_Recorded data_:
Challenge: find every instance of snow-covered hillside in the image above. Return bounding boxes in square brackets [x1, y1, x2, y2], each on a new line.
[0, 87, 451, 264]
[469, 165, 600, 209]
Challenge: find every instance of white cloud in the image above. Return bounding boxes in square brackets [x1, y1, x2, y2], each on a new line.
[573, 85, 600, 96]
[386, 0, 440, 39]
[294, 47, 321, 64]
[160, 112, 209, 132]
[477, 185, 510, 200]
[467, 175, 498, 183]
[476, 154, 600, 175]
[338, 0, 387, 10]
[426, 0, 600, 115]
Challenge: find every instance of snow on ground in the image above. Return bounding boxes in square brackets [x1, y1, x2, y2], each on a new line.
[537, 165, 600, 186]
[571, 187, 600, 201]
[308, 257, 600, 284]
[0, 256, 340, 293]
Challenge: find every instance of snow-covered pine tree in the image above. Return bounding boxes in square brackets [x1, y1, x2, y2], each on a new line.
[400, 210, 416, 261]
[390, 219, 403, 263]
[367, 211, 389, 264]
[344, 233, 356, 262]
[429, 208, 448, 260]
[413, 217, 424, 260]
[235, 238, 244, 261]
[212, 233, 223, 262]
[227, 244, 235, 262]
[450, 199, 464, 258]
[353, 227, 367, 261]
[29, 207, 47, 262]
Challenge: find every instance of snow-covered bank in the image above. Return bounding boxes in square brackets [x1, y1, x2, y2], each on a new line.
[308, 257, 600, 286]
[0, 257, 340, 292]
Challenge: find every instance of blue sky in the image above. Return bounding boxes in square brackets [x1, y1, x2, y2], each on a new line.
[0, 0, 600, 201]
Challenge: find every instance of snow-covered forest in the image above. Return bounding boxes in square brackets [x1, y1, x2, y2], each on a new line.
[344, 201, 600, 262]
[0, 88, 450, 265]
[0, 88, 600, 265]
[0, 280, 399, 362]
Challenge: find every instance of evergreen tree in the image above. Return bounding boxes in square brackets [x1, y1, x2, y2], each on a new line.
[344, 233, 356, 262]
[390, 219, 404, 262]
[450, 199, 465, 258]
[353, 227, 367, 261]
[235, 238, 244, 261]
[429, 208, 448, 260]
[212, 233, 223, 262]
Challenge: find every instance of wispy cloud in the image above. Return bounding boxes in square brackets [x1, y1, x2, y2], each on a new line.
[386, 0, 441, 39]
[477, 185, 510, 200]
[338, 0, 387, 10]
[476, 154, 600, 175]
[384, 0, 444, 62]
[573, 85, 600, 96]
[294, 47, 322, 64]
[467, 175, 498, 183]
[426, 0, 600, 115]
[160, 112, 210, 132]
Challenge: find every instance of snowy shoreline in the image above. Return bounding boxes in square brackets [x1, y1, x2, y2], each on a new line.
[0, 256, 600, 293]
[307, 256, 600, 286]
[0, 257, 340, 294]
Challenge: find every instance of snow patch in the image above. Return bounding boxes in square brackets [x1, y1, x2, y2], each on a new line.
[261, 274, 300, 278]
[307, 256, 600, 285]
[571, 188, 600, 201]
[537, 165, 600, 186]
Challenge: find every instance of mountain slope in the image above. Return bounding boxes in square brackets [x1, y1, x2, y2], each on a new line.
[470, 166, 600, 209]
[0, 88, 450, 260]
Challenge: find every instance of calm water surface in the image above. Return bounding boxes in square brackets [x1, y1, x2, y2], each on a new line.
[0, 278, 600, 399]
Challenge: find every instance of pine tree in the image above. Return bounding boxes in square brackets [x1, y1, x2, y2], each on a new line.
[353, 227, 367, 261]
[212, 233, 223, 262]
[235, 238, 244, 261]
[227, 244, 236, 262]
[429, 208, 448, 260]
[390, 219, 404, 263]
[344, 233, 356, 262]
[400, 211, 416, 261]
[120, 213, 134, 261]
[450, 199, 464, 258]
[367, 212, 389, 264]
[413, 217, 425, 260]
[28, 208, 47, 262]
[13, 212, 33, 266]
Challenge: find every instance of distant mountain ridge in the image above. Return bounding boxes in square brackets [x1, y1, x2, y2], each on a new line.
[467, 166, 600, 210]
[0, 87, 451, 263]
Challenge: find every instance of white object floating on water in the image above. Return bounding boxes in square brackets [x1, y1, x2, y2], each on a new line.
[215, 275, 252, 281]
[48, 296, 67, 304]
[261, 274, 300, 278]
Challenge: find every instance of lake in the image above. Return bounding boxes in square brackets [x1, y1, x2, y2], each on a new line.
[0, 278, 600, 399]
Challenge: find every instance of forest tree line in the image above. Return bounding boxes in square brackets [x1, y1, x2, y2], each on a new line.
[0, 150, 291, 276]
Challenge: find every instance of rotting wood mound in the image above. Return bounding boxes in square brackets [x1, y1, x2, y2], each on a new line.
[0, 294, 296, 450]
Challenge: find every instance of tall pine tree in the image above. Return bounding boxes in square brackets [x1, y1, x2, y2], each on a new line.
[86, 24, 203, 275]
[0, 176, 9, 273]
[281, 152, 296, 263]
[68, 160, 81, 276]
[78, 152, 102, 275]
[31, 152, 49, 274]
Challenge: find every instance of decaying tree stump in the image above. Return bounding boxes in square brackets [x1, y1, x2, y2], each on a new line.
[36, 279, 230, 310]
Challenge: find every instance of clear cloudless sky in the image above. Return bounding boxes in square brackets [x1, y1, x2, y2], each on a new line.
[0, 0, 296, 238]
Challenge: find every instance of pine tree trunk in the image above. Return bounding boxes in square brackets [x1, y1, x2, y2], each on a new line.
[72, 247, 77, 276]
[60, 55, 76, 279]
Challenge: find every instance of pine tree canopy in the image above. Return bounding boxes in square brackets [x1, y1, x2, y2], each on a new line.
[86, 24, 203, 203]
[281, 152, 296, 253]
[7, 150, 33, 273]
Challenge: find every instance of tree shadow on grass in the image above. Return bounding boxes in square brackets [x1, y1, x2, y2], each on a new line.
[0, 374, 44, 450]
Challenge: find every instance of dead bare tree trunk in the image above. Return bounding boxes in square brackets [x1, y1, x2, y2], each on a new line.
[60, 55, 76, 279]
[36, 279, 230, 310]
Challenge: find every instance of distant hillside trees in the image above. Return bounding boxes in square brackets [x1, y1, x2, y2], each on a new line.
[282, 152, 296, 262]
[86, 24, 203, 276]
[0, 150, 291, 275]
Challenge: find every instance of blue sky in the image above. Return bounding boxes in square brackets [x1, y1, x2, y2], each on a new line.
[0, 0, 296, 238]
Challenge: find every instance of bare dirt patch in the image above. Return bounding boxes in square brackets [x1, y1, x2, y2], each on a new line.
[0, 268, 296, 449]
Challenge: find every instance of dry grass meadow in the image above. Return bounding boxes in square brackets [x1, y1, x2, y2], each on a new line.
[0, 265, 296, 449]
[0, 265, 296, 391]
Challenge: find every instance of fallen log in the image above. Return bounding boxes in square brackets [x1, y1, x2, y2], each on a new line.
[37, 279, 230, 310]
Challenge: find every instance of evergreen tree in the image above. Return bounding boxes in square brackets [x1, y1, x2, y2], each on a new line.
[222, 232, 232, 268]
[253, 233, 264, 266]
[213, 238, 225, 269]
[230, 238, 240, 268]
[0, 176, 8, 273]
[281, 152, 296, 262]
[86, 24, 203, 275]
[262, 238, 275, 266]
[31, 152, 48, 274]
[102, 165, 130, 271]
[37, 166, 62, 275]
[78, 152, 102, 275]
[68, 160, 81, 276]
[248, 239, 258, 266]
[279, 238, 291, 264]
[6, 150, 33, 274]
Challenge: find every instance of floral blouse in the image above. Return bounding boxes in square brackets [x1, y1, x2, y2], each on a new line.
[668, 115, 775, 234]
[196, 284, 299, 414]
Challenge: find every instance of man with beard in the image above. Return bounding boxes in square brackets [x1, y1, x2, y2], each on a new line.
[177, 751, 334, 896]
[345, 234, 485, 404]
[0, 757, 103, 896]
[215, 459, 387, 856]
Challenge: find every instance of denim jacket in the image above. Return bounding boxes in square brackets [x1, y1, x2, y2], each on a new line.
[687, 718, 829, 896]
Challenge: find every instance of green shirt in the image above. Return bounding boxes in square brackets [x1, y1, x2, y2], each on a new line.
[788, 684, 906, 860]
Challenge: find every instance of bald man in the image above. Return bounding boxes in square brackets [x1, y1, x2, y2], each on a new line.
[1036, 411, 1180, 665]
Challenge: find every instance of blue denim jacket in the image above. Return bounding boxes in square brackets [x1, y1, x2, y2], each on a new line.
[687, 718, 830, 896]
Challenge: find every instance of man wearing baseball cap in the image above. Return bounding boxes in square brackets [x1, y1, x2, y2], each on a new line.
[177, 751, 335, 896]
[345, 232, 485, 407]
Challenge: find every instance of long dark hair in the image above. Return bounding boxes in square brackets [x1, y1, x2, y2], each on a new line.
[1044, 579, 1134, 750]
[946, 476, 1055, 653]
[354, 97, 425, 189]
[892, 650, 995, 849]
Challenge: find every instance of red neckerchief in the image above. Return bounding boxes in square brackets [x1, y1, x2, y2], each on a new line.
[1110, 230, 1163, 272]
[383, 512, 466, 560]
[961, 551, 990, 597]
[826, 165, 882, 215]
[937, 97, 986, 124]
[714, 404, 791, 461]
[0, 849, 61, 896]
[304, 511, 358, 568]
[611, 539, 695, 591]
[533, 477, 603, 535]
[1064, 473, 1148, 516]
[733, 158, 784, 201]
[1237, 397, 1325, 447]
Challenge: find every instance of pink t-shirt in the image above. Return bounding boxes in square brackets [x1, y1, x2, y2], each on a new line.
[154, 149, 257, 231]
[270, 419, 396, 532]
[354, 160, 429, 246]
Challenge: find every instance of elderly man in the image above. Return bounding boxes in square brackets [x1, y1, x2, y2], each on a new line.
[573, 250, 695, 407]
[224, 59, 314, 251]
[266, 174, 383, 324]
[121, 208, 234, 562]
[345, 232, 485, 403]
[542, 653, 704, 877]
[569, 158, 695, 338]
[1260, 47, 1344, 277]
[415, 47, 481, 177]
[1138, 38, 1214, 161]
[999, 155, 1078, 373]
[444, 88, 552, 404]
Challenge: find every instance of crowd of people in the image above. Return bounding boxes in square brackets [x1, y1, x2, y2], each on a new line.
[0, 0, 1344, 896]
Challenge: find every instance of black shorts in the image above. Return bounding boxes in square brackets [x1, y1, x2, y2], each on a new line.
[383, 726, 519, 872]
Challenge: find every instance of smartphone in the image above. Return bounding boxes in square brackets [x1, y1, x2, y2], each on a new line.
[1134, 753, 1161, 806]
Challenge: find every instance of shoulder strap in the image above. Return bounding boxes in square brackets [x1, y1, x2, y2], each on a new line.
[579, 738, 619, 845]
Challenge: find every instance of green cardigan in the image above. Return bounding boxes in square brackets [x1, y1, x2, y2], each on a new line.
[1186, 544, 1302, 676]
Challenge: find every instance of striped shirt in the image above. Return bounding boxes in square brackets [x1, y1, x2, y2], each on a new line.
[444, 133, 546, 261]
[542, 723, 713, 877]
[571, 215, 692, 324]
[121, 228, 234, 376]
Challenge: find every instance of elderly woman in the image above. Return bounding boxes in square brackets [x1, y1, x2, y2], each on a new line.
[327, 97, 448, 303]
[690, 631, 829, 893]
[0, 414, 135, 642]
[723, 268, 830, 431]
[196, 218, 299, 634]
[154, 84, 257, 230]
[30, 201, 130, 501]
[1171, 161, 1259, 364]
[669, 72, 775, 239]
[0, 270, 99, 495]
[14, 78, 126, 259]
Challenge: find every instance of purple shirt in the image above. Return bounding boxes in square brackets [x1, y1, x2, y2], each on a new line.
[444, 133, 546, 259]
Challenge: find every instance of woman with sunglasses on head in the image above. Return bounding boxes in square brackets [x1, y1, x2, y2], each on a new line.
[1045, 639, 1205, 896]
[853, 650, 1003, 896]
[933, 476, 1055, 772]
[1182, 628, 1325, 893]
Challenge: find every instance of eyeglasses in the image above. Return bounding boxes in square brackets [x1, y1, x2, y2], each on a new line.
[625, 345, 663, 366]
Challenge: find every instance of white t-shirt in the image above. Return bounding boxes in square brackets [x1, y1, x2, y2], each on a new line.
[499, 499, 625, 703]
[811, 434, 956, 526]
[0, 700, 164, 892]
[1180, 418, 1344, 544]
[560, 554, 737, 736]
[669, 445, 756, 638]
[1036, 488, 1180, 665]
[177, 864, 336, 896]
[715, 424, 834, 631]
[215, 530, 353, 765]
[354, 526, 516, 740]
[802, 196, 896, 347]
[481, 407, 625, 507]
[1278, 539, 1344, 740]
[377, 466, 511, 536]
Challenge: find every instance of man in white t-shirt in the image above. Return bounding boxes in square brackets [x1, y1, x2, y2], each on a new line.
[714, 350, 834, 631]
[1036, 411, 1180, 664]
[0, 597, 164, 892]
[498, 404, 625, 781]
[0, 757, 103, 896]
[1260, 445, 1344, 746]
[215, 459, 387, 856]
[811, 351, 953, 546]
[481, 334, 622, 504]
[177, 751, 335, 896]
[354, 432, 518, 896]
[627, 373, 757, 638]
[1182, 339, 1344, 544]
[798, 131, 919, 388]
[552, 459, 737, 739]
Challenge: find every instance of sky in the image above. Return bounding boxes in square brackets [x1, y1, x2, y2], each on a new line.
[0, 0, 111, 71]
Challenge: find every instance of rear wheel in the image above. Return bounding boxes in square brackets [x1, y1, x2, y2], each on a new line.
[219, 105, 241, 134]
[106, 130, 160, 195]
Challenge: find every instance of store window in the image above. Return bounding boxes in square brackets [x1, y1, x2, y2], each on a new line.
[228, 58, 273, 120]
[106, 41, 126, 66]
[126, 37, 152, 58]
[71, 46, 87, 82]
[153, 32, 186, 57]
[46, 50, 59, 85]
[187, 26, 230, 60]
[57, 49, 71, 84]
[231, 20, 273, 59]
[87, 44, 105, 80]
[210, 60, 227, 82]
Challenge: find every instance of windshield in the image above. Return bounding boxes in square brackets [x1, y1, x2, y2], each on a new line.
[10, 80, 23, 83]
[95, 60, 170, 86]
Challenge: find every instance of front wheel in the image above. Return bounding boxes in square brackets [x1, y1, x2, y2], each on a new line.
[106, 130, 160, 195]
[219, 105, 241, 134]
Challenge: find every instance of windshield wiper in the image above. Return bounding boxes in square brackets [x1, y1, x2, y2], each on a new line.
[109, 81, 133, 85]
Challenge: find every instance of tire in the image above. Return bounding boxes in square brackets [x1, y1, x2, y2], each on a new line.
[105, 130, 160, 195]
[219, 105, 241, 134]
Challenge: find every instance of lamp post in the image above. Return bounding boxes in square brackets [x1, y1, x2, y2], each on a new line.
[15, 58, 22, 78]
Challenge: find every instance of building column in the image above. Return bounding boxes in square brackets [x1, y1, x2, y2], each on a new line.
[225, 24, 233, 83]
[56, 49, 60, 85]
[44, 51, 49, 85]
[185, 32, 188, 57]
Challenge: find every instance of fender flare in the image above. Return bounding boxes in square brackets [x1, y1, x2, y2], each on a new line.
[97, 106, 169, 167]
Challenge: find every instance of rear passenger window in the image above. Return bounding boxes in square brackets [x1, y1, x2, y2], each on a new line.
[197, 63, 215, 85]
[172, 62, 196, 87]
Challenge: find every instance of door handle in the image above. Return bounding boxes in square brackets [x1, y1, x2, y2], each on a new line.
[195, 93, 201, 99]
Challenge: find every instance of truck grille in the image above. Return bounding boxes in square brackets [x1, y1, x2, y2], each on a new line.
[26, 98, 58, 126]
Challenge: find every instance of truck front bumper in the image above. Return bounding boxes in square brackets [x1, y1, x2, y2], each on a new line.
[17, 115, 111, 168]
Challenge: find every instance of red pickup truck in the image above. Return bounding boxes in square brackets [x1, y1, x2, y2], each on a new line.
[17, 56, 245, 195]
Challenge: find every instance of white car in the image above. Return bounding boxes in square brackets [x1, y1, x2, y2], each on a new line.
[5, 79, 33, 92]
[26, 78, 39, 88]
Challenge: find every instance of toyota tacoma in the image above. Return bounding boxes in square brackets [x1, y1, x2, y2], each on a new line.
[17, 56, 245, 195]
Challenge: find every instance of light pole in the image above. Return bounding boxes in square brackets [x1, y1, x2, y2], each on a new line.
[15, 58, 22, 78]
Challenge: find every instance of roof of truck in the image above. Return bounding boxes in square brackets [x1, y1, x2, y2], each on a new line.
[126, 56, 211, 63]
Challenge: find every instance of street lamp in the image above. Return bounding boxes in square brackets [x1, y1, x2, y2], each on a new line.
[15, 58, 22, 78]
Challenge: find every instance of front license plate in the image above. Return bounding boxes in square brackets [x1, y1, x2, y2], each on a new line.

_Required work_:
Copy the records word for word, starting at the first line and ending with the line that contains "[29, 207, 47, 262]", including both of those lines.

_Correct answer_:
Challenge: find every instance of snow-covered hillside in the image above. Return bounding boxes in square brackets [x1, y1, x2, y2], each on a new line.
[0, 87, 451, 264]
[469, 165, 600, 209]
Challenge: find every instance of white cloud in the image above. Return bounding boxes in square brackets [x1, y1, x2, y2], each on a new line.
[573, 85, 600, 96]
[386, 0, 440, 39]
[294, 47, 321, 64]
[160, 112, 209, 132]
[477, 185, 510, 200]
[467, 175, 498, 183]
[476, 154, 600, 175]
[338, 0, 387, 10]
[426, 0, 600, 115]
Challenge: find every instance of snow on ground in the image above. Return bounding boxes in square brackets [x1, y1, x2, y2], each on a new line.
[537, 165, 600, 186]
[571, 187, 600, 201]
[308, 257, 600, 284]
[0, 256, 340, 293]
Challenge: find every instance of snow-covered pine tree in the image above. Return bounding boxes in square brackets [x1, y1, x2, y2], each on a new line.
[400, 210, 416, 261]
[390, 219, 403, 263]
[367, 211, 389, 264]
[344, 233, 356, 262]
[429, 208, 448, 260]
[413, 217, 424, 260]
[235, 238, 244, 261]
[212, 233, 223, 262]
[227, 244, 235, 262]
[450, 199, 464, 258]
[353, 227, 367, 261]
[29, 207, 47, 262]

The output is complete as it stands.